EXERCISE BRIEF:
Print every entry below again. Nothing may differ from the original.

GIVEN ENTRIES:
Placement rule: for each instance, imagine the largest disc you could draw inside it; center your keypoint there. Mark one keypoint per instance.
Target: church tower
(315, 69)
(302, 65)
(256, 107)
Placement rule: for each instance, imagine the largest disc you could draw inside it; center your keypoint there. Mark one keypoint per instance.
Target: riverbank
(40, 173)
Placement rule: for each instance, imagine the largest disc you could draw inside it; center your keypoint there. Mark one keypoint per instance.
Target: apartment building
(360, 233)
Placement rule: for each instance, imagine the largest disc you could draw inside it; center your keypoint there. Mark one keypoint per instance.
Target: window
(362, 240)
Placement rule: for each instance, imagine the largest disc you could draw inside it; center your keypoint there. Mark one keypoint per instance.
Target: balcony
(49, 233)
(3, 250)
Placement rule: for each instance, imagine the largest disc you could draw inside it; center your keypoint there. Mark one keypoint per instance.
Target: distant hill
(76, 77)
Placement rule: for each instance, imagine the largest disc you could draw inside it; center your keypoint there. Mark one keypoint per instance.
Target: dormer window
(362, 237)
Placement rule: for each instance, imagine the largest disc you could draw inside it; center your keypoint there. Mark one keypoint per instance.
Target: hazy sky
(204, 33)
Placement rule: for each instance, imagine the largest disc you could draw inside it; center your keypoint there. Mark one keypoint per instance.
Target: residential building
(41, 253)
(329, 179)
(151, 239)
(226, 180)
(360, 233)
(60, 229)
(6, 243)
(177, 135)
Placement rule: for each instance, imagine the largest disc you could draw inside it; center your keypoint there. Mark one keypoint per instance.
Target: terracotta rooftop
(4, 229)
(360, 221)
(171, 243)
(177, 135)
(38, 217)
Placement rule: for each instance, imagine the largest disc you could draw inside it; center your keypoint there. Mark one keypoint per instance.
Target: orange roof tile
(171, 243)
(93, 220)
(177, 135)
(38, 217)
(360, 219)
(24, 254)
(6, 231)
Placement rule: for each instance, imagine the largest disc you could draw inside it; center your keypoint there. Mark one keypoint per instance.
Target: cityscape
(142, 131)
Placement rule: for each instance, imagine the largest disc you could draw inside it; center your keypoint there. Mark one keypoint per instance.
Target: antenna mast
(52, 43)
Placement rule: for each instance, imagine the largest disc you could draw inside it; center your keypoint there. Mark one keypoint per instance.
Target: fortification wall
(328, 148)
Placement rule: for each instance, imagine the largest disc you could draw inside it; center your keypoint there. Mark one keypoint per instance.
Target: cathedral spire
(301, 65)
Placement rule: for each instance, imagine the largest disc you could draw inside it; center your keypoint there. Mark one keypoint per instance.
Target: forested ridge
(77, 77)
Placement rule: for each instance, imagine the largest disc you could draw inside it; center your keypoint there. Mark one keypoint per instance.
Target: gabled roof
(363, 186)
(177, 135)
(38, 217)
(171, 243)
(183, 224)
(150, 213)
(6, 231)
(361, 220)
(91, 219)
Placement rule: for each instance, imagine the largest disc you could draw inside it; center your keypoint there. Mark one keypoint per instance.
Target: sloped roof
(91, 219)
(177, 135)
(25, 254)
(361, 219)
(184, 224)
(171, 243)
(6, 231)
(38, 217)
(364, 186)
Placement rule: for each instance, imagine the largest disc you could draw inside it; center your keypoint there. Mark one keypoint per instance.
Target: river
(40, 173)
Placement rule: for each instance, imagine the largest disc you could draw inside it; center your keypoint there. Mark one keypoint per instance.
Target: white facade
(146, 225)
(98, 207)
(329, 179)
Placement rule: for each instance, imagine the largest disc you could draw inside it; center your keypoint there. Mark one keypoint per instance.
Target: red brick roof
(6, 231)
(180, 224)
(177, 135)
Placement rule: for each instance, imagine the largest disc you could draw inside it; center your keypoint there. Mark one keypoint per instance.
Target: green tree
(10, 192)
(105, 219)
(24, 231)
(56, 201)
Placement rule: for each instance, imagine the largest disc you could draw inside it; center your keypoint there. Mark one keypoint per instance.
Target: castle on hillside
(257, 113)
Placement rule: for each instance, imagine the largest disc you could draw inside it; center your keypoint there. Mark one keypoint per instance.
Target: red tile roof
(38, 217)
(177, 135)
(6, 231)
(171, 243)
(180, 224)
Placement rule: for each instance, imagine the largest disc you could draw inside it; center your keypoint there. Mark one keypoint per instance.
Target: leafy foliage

EXERCISE RESPONSE:
Placement rule: for each instance, imagine the largest disc you could draw inside it; center your keypoint there. Mark one keypoint per instance.
Target: church tower
(315, 69)
(302, 65)
(256, 107)
Placement rule: for each instance, imagine the largest disc you could draw inside it; center your keypoint there. Mark one keypoint per instance.
Target: riverbank
(40, 173)
Placement rule: for each instance, imagine the largest disc you could draw inside it; center your keypoint there. Mark one keypoint per instance.
Target: apartment building
(360, 233)
Placement rule: for each instance, imagine the largest disc you could draw inside it; center your keypoint there. Mark one keypoint per instance.
Target: window
(362, 240)
Placement rule: for each instance, imagine the largest disc you could draw inside it; center your keypoint there. Mark one keypoint per instance.
Target: balcony
(49, 233)
(3, 250)
Placement rule: for each instance, imagine the largest disc you could draw inside it; center your keypoint there. Mark one keypoint per instance.
Target: distant hill
(76, 77)
Placement rule: for each instance, imagine the largest disc you could draw inside it; center your keypoint there. Mark one keypoint per instance.
Target: dormer window
(362, 237)
Placement rule: for each instance, imagine the largest disc you could draw inside it; center your keypoint there. Mark one keypoint per instance.
Target: hazy sky
(204, 33)
Placement rule: for each instance, imagine the largest disc you could draw inside it; center your keypoint there. Mark one keypoint per instance.
Target: residential building
(41, 253)
(329, 179)
(151, 239)
(226, 180)
(360, 233)
(60, 229)
(6, 243)
(177, 135)
Placement rule: for each instance, imagine the largest disc you could draw inside it; center your keypoint there. Mark one keypoint per instance.
Target: terracotta rooftop
(4, 229)
(360, 221)
(171, 243)
(177, 135)
(38, 217)
Placement rule: for each instance, imagine the largest disc you could draw inside it; center your keypoint there. Mark one keypoint per instance.
Target: orange roof tile
(171, 243)
(93, 220)
(177, 135)
(38, 217)
(360, 219)
(24, 254)
(6, 231)
Placement rule: for each instance, imagine the largest disc you could draw inside it; center your keypoint there. Mark one keypoint per instance.
Target: cityscape
(142, 131)
Placement rule: for each instance, imagine the largest disc you could draw inside it; center your keypoint there. Mark one keypoint per instance.
Target: antenna mast
(52, 43)
Placement rule: for each instance, imagine the largest disc you could draw inside it; center your keypoint there. Mark one keypoint per instance.
Target: fortification wall
(328, 148)
Placement rule: for each instance, imagine the largest disc you could draw inside it; center your keypoint there. Mark one keypoint per instance.
Target: cathedral spire
(301, 65)
Placement rule: for each instance, imagine the largest disc you could draw inside it; center your keypoint there. Mark one keypoint per instance.
Target: forested ridge
(77, 77)
Placement rule: for each instance, imagine the largest disc you could draw inside it; center your keypoint there. Mark one keypoint per instance.
Target: gabled roof
(363, 186)
(177, 135)
(38, 217)
(171, 243)
(183, 224)
(150, 213)
(6, 231)
(361, 220)
(91, 219)
Placement rule: for each instance, imagine the largest disc you could draw inside it; center your keypoint there. Mark one keypoint per instance.
Target: sloped roof
(91, 219)
(177, 135)
(25, 254)
(361, 219)
(184, 224)
(171, 243)
(6, 231)
(38, 217)
(364, 186)
Placement rule: for each instance, imagine the largest disc you could draw inside it; center your keypoint there. Mark one keypoint per instance.
Target: river
(40, 173)
Placement rule: for each instance, imagine the largest disc you could draw inside it; center your keypoint there. Mark one keypoint per instance.
Target: white facade
(146, 225)
(98, 207)
(329, 179)
Placement rule: for each instance, imagine the largest disc you could draw inside it; center your keypoint there. Mark one keypoint per instance.
Target: red brick roof
(6, 231)
(180, 224)
(177, 135)
Placement rule: for each instance, imagine the largest disc you could draw inside it; center your keypoint there. Mark one keypoint per instance.
Target: green tree
(10, 192)
(105, 219)
(24, 231)
(56, 201)
Placement rule: for each instance, imagine the largest disc you could draw inside it; center your keypoint there. Mark one keypoint per instance.
Target: castle on hillside
(257, 113)
Placement rule: for each instance, imagine the largest disc you could draw inside it; center your keypoint there. Mark one keypoint per instance.
Target: red tile roof
(38, 217)
(177, 135)
(6, 231)
(171, 243)
(180, 224)
Placement rule: for each instance, imagine the largest disc you could draw inside it; center your keypoint there. Mark one keypoint per instance.
Target: leafy foliage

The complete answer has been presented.